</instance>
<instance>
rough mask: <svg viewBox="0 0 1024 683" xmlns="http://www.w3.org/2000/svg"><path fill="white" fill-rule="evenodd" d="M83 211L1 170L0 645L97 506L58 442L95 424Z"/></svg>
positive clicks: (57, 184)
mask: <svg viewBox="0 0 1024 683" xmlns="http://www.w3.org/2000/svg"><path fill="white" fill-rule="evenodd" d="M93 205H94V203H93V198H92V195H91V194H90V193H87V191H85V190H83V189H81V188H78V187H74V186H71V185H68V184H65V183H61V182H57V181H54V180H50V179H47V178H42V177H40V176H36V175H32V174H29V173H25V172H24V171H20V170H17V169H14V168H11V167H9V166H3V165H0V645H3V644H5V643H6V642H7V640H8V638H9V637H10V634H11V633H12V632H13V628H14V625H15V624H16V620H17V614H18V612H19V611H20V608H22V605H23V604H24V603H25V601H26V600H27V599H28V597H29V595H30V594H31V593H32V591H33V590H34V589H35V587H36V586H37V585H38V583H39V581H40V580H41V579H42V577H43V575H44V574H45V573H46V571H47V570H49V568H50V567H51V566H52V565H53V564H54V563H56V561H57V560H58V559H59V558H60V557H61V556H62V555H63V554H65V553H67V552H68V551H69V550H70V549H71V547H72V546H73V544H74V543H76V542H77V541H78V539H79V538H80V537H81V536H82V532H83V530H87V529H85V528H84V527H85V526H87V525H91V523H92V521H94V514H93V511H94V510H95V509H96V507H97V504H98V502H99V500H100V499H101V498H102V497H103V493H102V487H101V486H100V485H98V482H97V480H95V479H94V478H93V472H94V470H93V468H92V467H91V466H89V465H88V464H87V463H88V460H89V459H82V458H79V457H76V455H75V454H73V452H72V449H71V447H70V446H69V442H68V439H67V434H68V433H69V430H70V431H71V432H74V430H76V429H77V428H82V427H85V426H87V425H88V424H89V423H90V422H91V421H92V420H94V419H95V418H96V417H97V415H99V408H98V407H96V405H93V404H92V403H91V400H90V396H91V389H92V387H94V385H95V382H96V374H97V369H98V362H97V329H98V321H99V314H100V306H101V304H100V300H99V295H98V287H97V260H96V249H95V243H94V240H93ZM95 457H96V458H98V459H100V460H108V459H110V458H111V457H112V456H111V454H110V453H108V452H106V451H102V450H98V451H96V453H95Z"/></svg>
● ● ● ●
**Work order**
Lines from the one containing "rough mask: <svg" through the final line of the entries are the only ones to print, and each must match exactly.

**Exercise answer**
rough mask: <svg viewBox="0 0 1024 683" xmlns="http://www.w3.org/2000/svg"><path fill="white" fill-rule="evenodd" d="M83 211L1 170L0 645L97 506L58 442L95 424Z"/></svg>
positive clicks: (57, 184)
mask: <svg viewBox="0 0 1024 683" xmlns="http://www.w3.org/2000/svg"><path fill="white" fill-rule="evenodd" d="M93 205H94V203H93V198H92V195H91V194H90V193H87V191H85V190H83V189H81V188H78V187H74V186H71V185H68V184H65V183H61V182H57V181H54V180H50V179H47V178H42V177H40V176H36V175H32V174H29V173H25V172H24V171H20V170H17V169H14V168H11V167H9V166H3V165H0V645H3V644H5V643H6V642H7V640H8V638H9V637H10V634H11V633H12V632H13V628H14V625H15V624H16V620H17V614H18V612H19V611H20V608H22V605H23V604H24V603H25V601H26V600H27V599H28V597H29V595H30V594H31V593H32V591H33V590H34V589H35V587H36V586H37V585H38V583H39V581H40V580H41V579H42V577H43V575H44V574H45V573H46V571H47V570H49V568H50V567H51V566H52V565H53V564H54V563H56V561H57V560H58V559H59V558H60V557H61V556H62V555H63V554H65V553H67V552H68V551H69V550H70V549H71V547H72V546H73V544H74V543H76V542H77V541H78V539H79V538H80V537H81V536H82V532H83V530H87V529H85V528H84V527H85V526H87V525H91V523H92V521H94V514H93V511H94V510H95V509H96V507H97V504H98V502H99V500H100V499H101V498H102V497H103V493H102V487H101V486H100V485H98V482H97V480H95V479H94V478H93V472H94V470H93V468H92V467H91V466H89V465H88V464H87V463H88V460H89V459H82V458H79V457H76V455H75V454H73V452H72V449H71V447H70V446H69V442H68V439H67V434H68V433H69V430H70V431H71V432H74V430H76V429H77V428H82V427H85V426H87V425H88V424H89V423H90V422H91V421H92V420H94V419H95V418H96V417H97V415H99V408H98V407H96V405H93V404H92V403H91V400H90V396H91V389H92V387H94V385H95V382H96V374H97V369H98V362H97V329H98V321H99V314H100V306H101V304H100V300H99V295H98V287H97V260H96V249H95V243H94V240H93ZM95 457H96V458H98V459H100V460H108V459H110V458H111V457H112V456H111V454H110V453H108V452H106V451H102V450H98V451H96V453H95Z"/></svg>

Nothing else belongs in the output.